(Aim of the task): Copy the data below line for line, without any change, and leave the pictures out.

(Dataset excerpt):
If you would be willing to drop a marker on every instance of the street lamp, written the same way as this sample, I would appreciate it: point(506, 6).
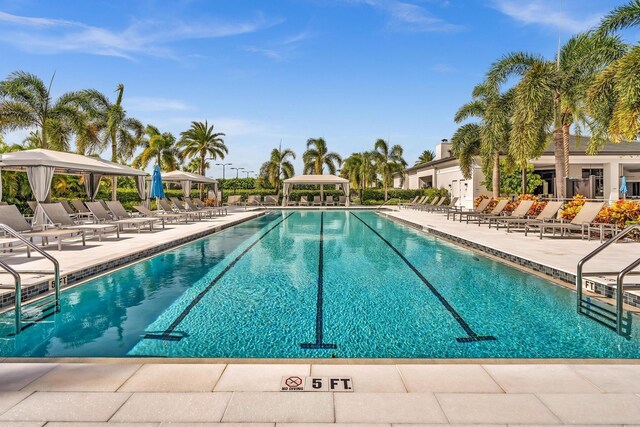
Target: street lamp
point(235, 184)
point(224, 166)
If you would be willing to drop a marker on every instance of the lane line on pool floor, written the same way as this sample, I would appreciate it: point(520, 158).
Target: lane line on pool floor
point(319, 303)
point(167, 334)
point(471, 334)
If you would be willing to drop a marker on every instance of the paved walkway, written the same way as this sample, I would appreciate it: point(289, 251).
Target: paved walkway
point(33, 394)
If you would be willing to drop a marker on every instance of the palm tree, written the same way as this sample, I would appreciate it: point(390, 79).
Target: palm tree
point(388, 162)
point(492, 133)
point(550, 93)
point(159, 147)
point(612, 100)
point(279, 167)
point(124, 134)
point(318, 156)
point(27, 104)
point(426, 157)
point(200, 140)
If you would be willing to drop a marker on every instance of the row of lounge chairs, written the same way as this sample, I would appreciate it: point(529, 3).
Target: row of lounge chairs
point(547, 222)
point(65, 222)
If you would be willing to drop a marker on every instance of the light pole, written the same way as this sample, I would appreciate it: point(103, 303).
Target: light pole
point(235, 184)
point(224, 166)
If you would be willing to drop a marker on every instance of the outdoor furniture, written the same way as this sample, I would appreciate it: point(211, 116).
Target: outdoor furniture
point(478, 209)
point(11, 217)
point(144, 211)
point(56, 214)
point(119, 212)
point(519, 212)
point(547, 214)
point(103, 217)
point(580, 222)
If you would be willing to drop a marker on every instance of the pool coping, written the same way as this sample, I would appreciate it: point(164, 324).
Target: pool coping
point(76, 277)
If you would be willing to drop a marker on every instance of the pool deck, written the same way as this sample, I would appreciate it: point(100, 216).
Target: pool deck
point(153, 392)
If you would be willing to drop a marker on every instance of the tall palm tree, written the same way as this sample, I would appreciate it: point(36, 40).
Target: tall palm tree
point(318, 156)
point(124, 134)
point(160, 148)
point(425, 157)
point(27, 104)
point(550, 93)
point(388, 162)
point(279, 167)
point(613, 101)
point(201, 141)
point(494, 111)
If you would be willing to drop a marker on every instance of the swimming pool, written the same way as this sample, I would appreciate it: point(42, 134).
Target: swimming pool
point(315, 284)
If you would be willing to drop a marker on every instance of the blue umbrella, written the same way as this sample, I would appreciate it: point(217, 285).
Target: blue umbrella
point(623, 185)
point(156, 184)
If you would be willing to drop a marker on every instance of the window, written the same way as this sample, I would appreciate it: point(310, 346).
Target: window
point(599, 174)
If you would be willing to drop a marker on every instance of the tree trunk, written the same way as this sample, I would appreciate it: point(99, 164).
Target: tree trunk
point(558, 150)
point(565, 147)
point(495, 178)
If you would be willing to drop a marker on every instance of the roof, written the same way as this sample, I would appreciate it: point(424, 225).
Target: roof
point(578, 146)
point(186, 176)
point(316, 179)
point(68, 163)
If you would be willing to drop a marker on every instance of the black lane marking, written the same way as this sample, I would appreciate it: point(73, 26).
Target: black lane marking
point(167, 334)
point(319, 302)
point(471, 335)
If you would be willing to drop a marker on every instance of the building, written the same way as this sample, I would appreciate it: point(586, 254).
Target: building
point(604, 171)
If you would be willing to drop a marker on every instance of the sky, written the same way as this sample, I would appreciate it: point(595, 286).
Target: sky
point(266, 72)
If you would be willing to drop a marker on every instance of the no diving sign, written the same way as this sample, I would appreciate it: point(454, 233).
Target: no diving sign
point(295, 383)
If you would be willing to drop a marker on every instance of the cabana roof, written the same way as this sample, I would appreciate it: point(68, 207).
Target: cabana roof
point(65, 163)
point(178, 176)
point(316, 179)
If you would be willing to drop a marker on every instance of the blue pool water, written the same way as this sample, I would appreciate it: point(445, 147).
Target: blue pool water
point(320, 284)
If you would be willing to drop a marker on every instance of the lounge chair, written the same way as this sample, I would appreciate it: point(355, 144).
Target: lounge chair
point(518, 213)
point(59, 218)
point(148, 213)
point(119, 212)
point(103, 217)
point(11, 216)
point(547, 214)
point(496, 212)
point(580, 222)
point(478, 209)
point(166, 207)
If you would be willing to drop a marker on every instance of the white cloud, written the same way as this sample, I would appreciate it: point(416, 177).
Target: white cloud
point(148, 37)
point(409, 17)
point(547, 13)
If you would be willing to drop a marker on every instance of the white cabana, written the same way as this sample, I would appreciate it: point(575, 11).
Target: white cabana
point(186, 179)
point(320, 180)
point(40, 166)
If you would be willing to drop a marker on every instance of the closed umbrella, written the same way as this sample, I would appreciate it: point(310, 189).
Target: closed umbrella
point(156, 185)
point(623, 186)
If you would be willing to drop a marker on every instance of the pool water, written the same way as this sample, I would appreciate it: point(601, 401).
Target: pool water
point(320, 284)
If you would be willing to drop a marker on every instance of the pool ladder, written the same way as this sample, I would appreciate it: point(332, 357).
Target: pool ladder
point(44, 307)
point(590, 307)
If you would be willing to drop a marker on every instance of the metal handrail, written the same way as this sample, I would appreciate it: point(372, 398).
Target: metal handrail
point(18, 292)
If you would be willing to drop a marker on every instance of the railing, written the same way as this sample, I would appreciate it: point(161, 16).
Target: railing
point(619, 279)
point(18, 282)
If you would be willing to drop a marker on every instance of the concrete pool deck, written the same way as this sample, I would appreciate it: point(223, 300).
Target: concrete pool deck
point(471, 394)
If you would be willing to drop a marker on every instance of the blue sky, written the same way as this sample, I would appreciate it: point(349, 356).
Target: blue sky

(Solved exercise):
If you would be willing to drop a marker on every instance of the street lamp, written the same way as this sample, I would appreciate it: point(506, 6).
Target: street lamp
point(235, 184)
point(224, 166)
If you would be willing to drop a marker on every instance of the lane line on pool floor, written the same way as this sample, I would appreciate it: point(520, 158).
Target: lane line on pool floor
point(319, 303)
point(167, 334)
point(471, 334)
If you would be willing to drop a marker on every instance of the paved walkway, written the same way as this sample, I would appreciate it: point(289, 251).
Target: paved walkway
point(33, 394)
If you would be willing to drop a marker on every instance of the palm tree, written the same way as this sample, I would appreciate it: point(390, 79).
Target: palm tree
point(388, 162)
point(492, 133)
point(550, 93)
point(159, 147)
point(612, 100)
point(279, 167)
point(124, 134)
point(318, 156)
point(27, 104)
point(426, 157)
point(200, 140)
If you would be willing to drop a marker on every instance of the row of lounge chairs, written the same way as this sample, I would appreciate it: point(529, 3).
Target: row of lounge chairs
point(547, 222)
point(65, 222)
If you would be willing to drop a marker on every instance of the light pole, written the same way as this sample, I would appreciate it: point(103, 303).
Target: light pole
point(235, 184)
point(224, 166)
If you would be willing to drop a marker on every instance of the outdoor furniture, written the same way as this sample, I would appreciate it: point(211, 116).
Target: outdoor furniture
point(478, 209)
point(11, 217)
point(144, 211)
point(56, 214)
point(119, 212)
point(519, 212)
point(547, 214)
point(103, 217)
point(580, 222)
If you would be willing to drop a marker on every instance of the pool coping, written the same way as this sample, I would appreciate it: point(164, 324).
Target: pool coping
point(76, 277)
If you would be willing to drop a marker on every instance of the pool deck, written the same way as this sample, I would appreciate it: point(100, 216).
Target: pool deck
point(153, 392)
If you would be willing to drop a marker on every instance of the tall palm tree, written the same way as this sample, I would appreciate it: point(36, 40).
Target: tall palm tree
point(318, 156)
point(124, 134)
point(160, 148)
point(425, 157)
point(27, 104)
point(550, 93)
point(388, 162)
point(279, 167)
point(613, 101)
point(201, 141)
point(494, 111)
If you would be willing to drop a marker on every instance of the swimming pool, written the same way as this sample, I would appreciate it: point(42, 134).
Target: swimming pool
point(315, 284)
If you would be willing to drop a marker on every instance of the blue umbrella, written the same way as this sample, I would appreciate it: point(217, 285).
Target: blue umbrella
point(623, 185)
point(156, 184)
If you would be willing to drop a marker on every instance of the window, written the same way as this sample, I would appreciate it: point(310, 346).
Target: window
point(599, 174)
If you would be willing to drop a marker on every instance of the tree trunk, written the same way as this sample, I would appreciate it: point(99, 164).
Target: tree trunk
point(558, 150)
point(565, 147)
point(495, 178)
If you would be willing to drop a marker on every instance of the roof, written the same way as this sample, I would appreciate it: point(424, 225).
Target: roof
point(578, 146)
point(186, 176)
point(316, 179)
point(68, 163)
If you would be willing to drop a marker on every instance of the black lane marking, written the same way as this sample, I would appreciate it: point(73, 26).
Target: black lane marking
point(167, 334)
point(319, 302)
point(471, 335)
If you would be willing to drop a marker on every instance of the building, written the same way as this sample, I would appreciate it: point(586, 254).
Target: building
point(604, 171)
If you would be willing to drop a marker on every instance of the sky, written the same way as this sample, I would appreciate it: point(595, 286).
Target: sky
point(266, 72)
If you would be willing to drop a marker on every instance of the no diving sign, written the same way as this sample, I would appreciate it: point(454, 233).
Target: no diving sign
point(295, 383)
If you would be willing to drop a marker on every instance of the cabana roof, written the same way as this sample, I would appreciate it: point(68, 207).
Target: cabana roof
point(65, 163)
point(178, 176)
point(316, 179)
If you would be willing to drop a marker on every instance of the blue pool water, written the same way as this sample, I would appreciate it: point(445, 147).
Target: blue pool water
point(320, 284)
If you would be willing to drop a marker on every instance of the lounge chair, written the same way as this sample, I would appreciate it: point(355, 144).
Target: lounge chair
point(518, 213)
point(59, 218)
point(148, 213)
point(119, 212)
point(103, 217)
point(11, 216)
point(547, 214)
point(496, 212)
point(580, 222)
point(478, 209)
point(166, 207)
If you would be willing to drop a marker on every instance of the white cloud, written the same way as this sample, I would appreciate it: point(416, 177).
Target: white cloud
point(148, 37)
point(409, 17)
point(547, 13)
If you would be willing to drop a marker on every instance of the white cabana, written the same way as this sample, I would appreciate it: point(575, 11).
Target: white cabana
point(186, 179)
point(320, 180)
point(40, 166)
If you would be willing to drop a marker on every instance of the closed umbrella, written the same way as this sample, I would appreciate it: point(310, 189).
Target: closed umbrella
point(156, 185)
point(623, 186)
If you would be willing to drop a marker on every instance of the pool water, written the same way as this sample, I would appreciate it: point(601, 401).
Target: pool water
point(320, 284)
If you would be willing to drop a marker on every instance of the pool ladder, written the same way as this sample, I would appreciate it: point(332, 357).
Target: pool ladder
point(44, 307)
point(590, 307)
If you would be willing to drop a marker on every instance of the metal handrail, written the same way as this sample, I would appreciate it: point(372, 398).
Target: metal handrail
point(18, 292)
If you would be willing to drop a marker on every instance of the railing, written the same way as this sample, I would appreciate it: point(161, 16).
Target: railing
point(619, 279)
point(18, 282)
If you would be willing to drop a marker on every instance of the concrete pool deck, written the same way as this sample, I would appreciate it: point(223, 300).
Target: concrete pool deck
point(471, 394)
If you would be willing to drop a marker on every instance of the blue sky, written the same way as this sample, I would appreciate it: point(349, 356).
Target: blue sky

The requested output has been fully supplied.